┏━━

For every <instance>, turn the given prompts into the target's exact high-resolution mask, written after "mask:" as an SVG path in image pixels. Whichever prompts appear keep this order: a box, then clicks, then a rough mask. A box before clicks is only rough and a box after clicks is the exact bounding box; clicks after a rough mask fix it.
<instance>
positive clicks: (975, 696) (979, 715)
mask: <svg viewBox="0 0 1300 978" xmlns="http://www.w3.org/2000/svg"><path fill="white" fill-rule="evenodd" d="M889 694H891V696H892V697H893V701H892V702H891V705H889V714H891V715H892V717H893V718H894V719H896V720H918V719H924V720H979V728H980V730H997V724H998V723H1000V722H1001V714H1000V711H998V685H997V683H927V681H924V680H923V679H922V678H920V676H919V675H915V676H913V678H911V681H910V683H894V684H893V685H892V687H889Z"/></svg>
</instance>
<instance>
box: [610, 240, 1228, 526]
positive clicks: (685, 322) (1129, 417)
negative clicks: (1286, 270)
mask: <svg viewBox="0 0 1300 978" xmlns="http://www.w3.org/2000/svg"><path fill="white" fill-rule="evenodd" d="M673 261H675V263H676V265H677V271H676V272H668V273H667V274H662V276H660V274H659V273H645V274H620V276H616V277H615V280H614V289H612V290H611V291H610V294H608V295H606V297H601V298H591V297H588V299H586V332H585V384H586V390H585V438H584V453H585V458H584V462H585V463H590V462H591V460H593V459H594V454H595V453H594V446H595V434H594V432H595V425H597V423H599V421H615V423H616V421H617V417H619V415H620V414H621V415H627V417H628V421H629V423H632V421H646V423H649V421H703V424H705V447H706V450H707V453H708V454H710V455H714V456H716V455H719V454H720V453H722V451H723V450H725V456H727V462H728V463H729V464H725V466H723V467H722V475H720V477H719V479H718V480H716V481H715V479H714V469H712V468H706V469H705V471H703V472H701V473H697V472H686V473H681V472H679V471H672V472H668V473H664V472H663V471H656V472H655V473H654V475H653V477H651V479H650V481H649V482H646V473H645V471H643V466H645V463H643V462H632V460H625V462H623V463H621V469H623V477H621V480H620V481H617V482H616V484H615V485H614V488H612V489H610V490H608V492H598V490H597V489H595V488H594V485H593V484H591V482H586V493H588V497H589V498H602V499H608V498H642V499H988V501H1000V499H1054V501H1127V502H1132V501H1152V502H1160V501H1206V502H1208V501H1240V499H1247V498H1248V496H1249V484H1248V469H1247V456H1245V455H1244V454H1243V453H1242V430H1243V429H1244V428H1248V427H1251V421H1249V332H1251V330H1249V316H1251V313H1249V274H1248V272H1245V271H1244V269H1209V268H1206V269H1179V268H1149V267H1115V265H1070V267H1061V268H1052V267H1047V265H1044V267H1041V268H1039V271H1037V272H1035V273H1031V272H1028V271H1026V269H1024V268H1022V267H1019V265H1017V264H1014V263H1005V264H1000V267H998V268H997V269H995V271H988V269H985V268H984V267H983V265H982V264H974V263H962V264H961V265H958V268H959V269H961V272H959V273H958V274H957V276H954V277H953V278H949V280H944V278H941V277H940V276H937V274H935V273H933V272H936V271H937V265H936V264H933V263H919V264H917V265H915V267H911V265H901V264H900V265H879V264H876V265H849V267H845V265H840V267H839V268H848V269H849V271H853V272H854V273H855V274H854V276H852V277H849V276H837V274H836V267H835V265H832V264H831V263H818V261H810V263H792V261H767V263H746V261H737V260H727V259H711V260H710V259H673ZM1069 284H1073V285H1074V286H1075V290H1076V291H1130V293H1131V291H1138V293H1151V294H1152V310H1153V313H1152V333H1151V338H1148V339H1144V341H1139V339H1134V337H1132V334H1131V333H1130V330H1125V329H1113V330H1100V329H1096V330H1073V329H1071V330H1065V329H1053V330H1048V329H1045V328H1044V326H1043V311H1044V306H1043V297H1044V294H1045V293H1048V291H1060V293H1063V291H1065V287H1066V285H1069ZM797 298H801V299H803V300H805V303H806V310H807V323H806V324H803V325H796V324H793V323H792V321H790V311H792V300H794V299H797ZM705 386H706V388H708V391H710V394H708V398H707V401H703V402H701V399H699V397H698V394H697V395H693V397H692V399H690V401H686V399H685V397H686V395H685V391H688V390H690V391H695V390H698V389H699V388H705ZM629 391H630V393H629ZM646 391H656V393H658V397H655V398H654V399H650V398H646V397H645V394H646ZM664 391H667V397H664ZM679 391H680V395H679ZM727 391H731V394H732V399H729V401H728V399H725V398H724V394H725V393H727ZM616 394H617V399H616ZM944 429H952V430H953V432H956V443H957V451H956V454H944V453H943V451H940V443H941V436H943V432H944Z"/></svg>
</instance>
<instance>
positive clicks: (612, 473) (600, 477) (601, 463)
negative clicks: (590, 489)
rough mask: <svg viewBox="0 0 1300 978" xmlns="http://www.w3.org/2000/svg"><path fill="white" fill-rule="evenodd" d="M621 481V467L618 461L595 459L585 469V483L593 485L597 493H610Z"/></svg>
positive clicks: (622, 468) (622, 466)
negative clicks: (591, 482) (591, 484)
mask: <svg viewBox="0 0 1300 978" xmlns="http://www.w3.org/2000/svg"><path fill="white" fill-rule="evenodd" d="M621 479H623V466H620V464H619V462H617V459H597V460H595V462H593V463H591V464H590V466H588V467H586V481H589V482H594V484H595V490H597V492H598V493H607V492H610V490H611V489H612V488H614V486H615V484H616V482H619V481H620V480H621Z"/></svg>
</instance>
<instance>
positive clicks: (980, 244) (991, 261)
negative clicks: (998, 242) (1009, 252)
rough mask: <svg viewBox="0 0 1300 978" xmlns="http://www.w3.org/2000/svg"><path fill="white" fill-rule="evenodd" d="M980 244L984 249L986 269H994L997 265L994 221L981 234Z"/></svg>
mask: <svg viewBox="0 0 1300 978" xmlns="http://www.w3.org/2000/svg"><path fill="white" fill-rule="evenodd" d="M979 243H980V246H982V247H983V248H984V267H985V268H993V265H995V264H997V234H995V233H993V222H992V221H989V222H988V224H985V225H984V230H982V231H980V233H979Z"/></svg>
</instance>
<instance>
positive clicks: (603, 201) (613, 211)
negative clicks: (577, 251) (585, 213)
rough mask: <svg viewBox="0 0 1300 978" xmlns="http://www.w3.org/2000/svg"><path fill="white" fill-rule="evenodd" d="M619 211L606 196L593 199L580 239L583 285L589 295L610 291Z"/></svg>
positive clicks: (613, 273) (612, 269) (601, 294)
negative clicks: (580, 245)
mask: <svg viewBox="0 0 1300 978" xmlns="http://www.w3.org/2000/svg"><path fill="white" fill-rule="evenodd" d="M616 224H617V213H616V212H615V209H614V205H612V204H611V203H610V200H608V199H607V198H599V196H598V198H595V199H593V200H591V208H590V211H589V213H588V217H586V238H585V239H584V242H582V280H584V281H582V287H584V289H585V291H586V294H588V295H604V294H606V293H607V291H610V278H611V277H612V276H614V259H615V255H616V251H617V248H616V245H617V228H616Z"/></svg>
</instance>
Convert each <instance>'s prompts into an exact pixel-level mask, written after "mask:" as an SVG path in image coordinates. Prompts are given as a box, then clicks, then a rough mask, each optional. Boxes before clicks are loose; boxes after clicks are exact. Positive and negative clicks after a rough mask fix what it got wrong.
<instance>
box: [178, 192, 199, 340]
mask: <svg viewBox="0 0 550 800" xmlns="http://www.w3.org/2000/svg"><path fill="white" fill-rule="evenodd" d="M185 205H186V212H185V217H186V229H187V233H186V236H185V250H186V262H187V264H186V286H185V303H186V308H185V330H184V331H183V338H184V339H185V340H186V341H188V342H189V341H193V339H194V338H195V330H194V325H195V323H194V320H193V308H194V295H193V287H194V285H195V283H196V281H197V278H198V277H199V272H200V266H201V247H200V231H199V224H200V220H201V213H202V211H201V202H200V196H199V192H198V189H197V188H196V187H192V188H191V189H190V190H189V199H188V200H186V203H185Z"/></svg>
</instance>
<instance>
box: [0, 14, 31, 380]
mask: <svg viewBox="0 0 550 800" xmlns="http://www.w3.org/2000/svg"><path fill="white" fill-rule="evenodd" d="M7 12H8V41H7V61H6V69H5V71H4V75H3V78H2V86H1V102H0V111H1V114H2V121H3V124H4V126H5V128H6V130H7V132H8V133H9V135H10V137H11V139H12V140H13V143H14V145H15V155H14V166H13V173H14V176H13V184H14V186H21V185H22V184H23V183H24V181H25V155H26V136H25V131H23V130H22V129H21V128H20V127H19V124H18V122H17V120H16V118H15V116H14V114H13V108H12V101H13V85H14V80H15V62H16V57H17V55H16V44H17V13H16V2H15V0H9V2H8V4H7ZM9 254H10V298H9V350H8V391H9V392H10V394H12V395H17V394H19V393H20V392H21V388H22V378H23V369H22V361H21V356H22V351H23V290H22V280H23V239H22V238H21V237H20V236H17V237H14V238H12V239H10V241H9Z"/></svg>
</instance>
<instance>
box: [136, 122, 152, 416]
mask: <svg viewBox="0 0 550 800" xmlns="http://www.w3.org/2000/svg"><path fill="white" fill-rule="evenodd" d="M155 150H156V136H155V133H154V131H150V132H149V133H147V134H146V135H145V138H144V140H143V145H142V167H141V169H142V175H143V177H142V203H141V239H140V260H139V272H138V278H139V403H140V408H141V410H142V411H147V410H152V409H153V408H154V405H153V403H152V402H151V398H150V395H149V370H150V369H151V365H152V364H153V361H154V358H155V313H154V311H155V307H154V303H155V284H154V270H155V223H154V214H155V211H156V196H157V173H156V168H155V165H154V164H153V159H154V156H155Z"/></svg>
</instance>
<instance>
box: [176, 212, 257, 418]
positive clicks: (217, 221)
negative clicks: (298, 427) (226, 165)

┗━━

What needs to be done:
Display each line of the listing that contains the string "exact", with uppercase and lowercase letters treated as distinct.

Answer to the exercise:
For every <instance>, turn the given prompts into the target's exact high-resolution mask, written after "mask:" as an SVG path in image pixels. Whichever prompts appear keep this order: a box, then clicks, then a rough mask. A box before clicks is only rough and a box after clicks is the exact bounding box; clicks after a rough mask fix it.
Convert each <instance>'s prompts into an exact pixel-level mask, written after "mask:" as an SVG path in image coordinates. Prompts are given as a box, then clicks, then a rough mask, each optional. Boxes before clicks are loose; boxes after clicks are exact. Positive and negative clicks after a rough mask fix what it got wrong.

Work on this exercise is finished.